## TEXTO A REVISAR
╭──
Esperar a que llegue la inspiración es cosa de amateurs. Es la conclusión derivada del análisis de los métodos de trabajo de artistas y escritores reconocidos.

El autor neoyorquino Mason Currey recoge en el ensayo Daily Rituals: How Artists Work (Rituales cotidianos, 2013) las rutinas y trucos de trabajo de algunos de los escritores más aclamados, tarea que había iniciado en su bitácora.

El ensayo, una recopilación de las confecciones de artistas en relaciones epistolares, entrevistas y relatos autobiográficos, muestra que la “magia” de los novelistas, pintores, filósofos y cineastas más loados de los últimos siglos es, ante todo, una buena rutina de trabajo y una dedicación incorruptible, incluso en los momentos menos idóneos.

Marear la perdiz o ponerse a escribir (sobre todo en momentos “no ideales”)

Entrevistas en publicaciones como The Paris Review (aquí, con Ernest Hemingway) o libros como el mencionado Daily Routines, así como ensayos autobiográficos centrados en la escritura, muestran con crudeza que no hay más secreto ni vuelta de hoja que ponerse ante papel o pantalla, sentado, de pie, tumbado o como sea… y escribir.

(Henry Miller: “Escribir es su propia recompensa” -similar a una apreciación de Séneca: “El artista encuentra un mayor placer en pintar que en contemplar la obra”-)

Poner, en definitiva, una palabra detrás de otra. En ocasiones con mayor fortuna y rapidez que otras, pero la manera de avanzar, aunque parezca de perogrullo, es empezar.
╰──
## ACCIONES REQUERIDAS
• 1. Explica, por favor, en una a tres oraciones por qué el texto sobre las rutinas de trabajo considera que esperar la inspiración es cosa de aficionados.
• 2. Transcribe del texto sobre las rutinas de trabajo el fragmento que empieza con las palabras "Poner, en definitiva, una" y termina con "perogrullo, es empezar.".

## EXTRACTO DE DATOS
╭──
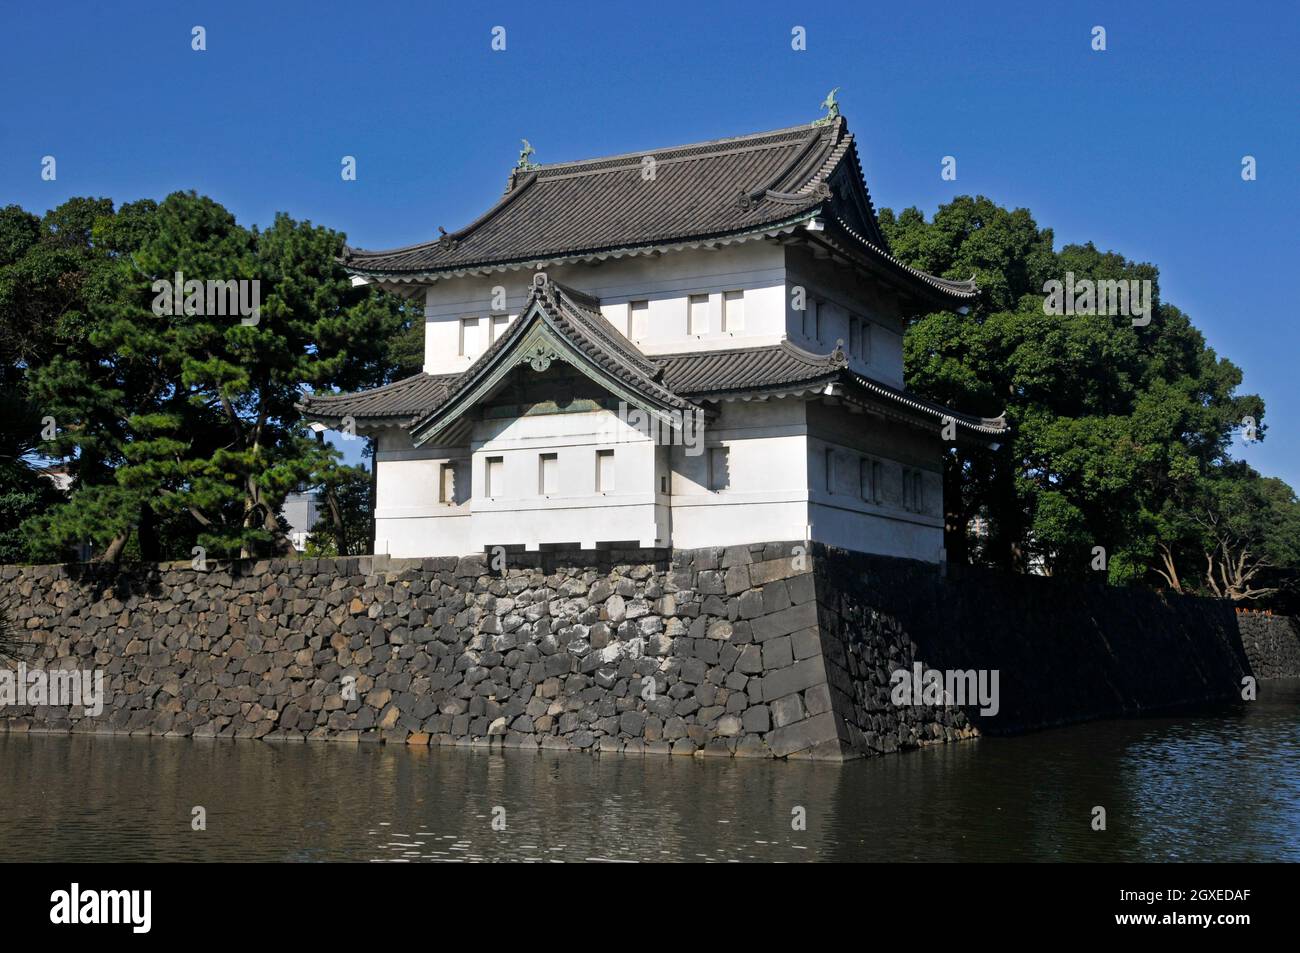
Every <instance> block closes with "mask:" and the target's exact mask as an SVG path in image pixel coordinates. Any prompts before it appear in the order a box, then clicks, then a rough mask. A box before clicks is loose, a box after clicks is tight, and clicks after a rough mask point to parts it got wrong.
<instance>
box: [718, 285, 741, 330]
mask: <svg viewBox="0 0 1300 953" xmlns="http://www.w3.org/2000/svg"><path fill="white" fill-rule="evenodd" d="M723 330H724V332H729V333H733V334H735V333H736V332H742V330H745V293H744V291H725V293H724V294H723Z"/></svg>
╰──
## EJERCICIO RESUELTO
• 1. El análisis de los métodos de artistas y escritores reconocidos muestra que su "magia" es, ante todo, una buena rutina de trabajo y una dedicación incorruptible, incluso en los momentos menos idóneos. Por eso no hay más secreto que ponerse ante el papel o la pantalla y escribir.

• 2.
Poner, en definitiva, una palabra detrás de otra. En ocasiones con mayor fortuna y rapidez que otras, pero la manera de avanzar, aunque parezca de perogrullo, es empezar.